__Given problem 1__
Reproduce the part of the comic discussion below between "I think she" and "to slow down.", inclusive, keeping its wording intact.

__Excerpt to read__
--

Post by silicondream on Dec 18, 2023 0:37:51 GMT
Given that almost every other robot in the comic showed up to rescue the students, I’m not sure why it should have changed her mind on the project. The Ship and the Seraphs were the only threats, and the Ship went to CPU jail while the Seraphs were cast out and barred from transitioning. Why should the rest of the robots be punished for their crime? That would be like renouncing [insert your favorite civil rights movement here] because it contained a couple of violent radicals.
I didn't mean that Kat should have decided to stop her work completely, just pause for a while and think if the way she's going about it is right.
In the aftermath of the Torn Sea incident, Kat thinks everything that happened is all her fault...Because she has taken too long!
In the aftermath of the Torn Sea incident, Kat thinks everything that happened is all her fault...Because she has taken too long!
I think she did pause and think, which is exactly why she was having that "it's my fault" conversation with Annie afterwards. She just didn't pause for very long, because…well, she'd taken too long already!
Kat's a tech wizard, after all, and she depends on prep. If Kat didn't work at the rate she works, so that she had just the right tech at the right time, she wouldn't be able to overcome the latest obstacle or recruit the latest ally. Annie wouldn't have been rescued from the Annan Waters, the Seraphs would have chosen to recapture S13 and deliver Renard and Shadow to the Court, Jeanne would have killed the whole gang, Juliette would have betrayed her to the Shadow Men, all the robots would have died when the Court triggered their shield protocols, and so forth. She can't afford to slow down.

--

__Listed entries__
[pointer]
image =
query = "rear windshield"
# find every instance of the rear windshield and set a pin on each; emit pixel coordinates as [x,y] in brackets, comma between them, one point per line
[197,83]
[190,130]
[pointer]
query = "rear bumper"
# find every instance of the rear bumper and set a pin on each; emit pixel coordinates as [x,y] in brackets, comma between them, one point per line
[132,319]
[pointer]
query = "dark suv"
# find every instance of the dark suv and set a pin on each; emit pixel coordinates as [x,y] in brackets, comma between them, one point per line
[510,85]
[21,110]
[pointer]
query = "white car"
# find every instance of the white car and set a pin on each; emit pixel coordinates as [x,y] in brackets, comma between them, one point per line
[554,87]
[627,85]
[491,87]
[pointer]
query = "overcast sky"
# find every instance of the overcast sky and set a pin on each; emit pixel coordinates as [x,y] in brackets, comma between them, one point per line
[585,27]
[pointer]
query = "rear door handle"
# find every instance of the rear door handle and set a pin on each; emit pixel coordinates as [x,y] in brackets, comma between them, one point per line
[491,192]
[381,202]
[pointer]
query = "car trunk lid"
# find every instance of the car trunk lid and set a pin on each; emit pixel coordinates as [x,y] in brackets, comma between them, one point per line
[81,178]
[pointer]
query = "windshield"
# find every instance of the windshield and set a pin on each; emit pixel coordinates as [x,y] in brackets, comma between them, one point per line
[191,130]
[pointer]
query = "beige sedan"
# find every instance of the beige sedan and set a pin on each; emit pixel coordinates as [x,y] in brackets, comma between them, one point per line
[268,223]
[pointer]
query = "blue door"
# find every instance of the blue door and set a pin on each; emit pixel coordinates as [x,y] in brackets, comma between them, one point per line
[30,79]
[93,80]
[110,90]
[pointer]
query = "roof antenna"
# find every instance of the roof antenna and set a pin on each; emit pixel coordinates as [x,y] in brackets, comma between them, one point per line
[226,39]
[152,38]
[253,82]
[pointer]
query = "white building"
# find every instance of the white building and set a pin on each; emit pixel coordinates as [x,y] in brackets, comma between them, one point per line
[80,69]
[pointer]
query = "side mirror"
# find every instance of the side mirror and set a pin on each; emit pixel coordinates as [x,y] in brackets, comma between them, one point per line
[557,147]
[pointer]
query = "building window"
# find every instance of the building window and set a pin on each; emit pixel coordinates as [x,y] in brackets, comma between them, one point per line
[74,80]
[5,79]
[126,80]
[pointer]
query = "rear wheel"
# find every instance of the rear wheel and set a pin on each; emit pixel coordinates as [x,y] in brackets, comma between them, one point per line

--

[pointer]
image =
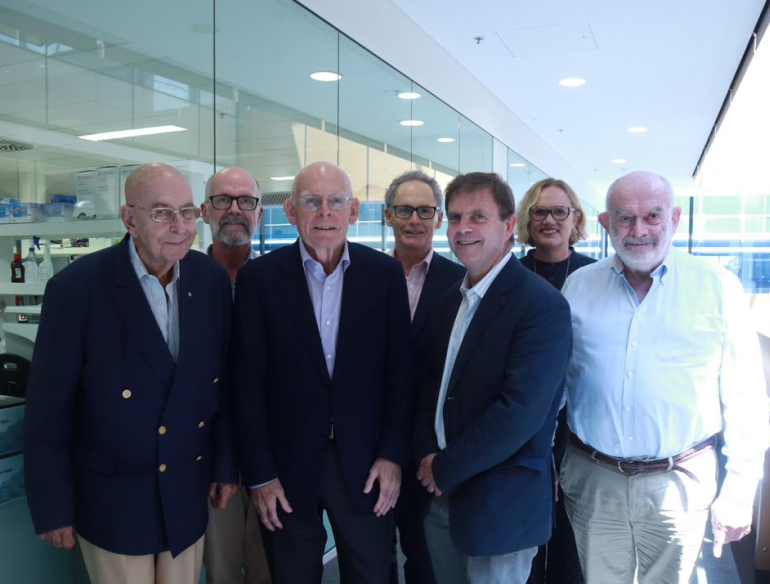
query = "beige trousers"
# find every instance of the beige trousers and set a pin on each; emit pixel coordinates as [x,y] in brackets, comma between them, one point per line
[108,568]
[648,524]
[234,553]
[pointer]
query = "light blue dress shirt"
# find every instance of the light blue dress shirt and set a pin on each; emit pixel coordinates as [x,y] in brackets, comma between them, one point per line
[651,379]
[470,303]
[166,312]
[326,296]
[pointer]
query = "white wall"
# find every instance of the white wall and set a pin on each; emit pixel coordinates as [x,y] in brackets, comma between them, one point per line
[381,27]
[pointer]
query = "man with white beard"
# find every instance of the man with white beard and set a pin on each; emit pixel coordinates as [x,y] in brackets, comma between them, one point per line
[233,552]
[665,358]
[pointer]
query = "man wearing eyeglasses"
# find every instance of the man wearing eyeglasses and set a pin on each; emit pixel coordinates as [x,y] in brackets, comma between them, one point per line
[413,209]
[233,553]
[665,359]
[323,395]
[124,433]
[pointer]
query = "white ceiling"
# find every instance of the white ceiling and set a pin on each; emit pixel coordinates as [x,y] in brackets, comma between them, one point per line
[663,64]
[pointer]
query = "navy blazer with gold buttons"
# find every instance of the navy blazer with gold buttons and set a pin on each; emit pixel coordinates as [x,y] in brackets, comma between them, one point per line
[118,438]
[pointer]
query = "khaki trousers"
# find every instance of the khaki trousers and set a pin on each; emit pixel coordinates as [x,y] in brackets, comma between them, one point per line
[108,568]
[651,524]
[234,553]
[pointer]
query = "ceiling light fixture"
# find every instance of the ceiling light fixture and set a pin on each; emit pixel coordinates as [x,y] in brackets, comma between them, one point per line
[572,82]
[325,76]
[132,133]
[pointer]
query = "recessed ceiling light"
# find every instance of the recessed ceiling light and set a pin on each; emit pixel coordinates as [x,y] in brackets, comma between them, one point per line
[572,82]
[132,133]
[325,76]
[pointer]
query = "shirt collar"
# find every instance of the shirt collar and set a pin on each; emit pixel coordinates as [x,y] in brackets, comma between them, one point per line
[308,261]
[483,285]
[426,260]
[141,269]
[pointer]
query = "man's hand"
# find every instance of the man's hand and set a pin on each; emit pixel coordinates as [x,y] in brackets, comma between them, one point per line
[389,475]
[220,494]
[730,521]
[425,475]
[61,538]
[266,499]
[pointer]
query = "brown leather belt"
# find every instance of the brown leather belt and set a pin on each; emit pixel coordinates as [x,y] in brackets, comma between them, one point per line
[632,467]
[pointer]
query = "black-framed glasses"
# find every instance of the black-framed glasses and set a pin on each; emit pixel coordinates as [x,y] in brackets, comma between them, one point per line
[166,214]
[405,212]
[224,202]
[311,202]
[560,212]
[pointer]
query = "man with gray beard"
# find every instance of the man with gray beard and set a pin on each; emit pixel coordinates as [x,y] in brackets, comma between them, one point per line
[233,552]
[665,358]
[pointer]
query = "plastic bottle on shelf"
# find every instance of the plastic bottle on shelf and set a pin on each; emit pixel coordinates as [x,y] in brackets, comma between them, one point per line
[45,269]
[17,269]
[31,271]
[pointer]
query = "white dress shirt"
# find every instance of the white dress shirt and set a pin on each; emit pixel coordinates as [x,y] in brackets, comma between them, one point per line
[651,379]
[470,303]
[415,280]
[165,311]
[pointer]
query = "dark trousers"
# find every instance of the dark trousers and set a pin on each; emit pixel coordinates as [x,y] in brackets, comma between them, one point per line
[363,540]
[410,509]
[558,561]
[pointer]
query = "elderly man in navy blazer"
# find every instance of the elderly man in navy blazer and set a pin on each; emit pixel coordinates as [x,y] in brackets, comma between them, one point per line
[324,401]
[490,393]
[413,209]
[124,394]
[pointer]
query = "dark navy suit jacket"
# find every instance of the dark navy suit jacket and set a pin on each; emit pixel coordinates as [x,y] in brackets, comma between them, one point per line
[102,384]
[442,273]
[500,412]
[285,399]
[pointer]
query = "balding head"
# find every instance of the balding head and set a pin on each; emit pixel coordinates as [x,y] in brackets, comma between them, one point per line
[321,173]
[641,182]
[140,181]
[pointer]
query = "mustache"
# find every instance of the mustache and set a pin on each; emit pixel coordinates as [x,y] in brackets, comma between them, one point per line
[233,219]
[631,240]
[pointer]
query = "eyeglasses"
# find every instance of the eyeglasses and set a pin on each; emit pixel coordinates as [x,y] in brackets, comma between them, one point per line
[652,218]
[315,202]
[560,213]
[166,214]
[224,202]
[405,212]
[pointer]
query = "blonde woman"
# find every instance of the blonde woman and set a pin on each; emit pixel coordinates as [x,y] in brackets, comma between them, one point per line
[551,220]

--

__Given problem 2__
Return every line of the rows above that contains the string "dress", matching case exactly.

__Task result 1__
I think she did pause and think, which is exactly why she was having that "it's my fault" conversation with Annie afterwards. She just didn't pause for very long, because…well, she'd taken too long already!
Kat's a tech wizard, after all, and she depends on prep. If Kat didn't work at the rate she works, so that she had just the right tech at the right time, she wouldn't be able to overcome the latest obstacle or recruit the latest ally. Annie wouldn't have been rescued from the Annan Waters, the Seraphs would have chosen to recapture S13 and deliver Renard and Shadow to the Court, Jeanne would have killed the whole gang, Juliette would have betrayed her to the Shadow Men, all the robots would have died when the Court triggered their shield protocols, and so forth. She can't afford to slow down.

__Task result 2__
query = "light blue dress shirt"
# find every instance of the light blue dress shirt and set a pin on each; emit pixel coordinates as [x,y] in brackets, comma between them, one point per line
query = "white dress shirt"
# find every instance of the white dress shirt and set a pin on each; emit pixel coordinates as [x,y] in brackets, comma between them, one point per line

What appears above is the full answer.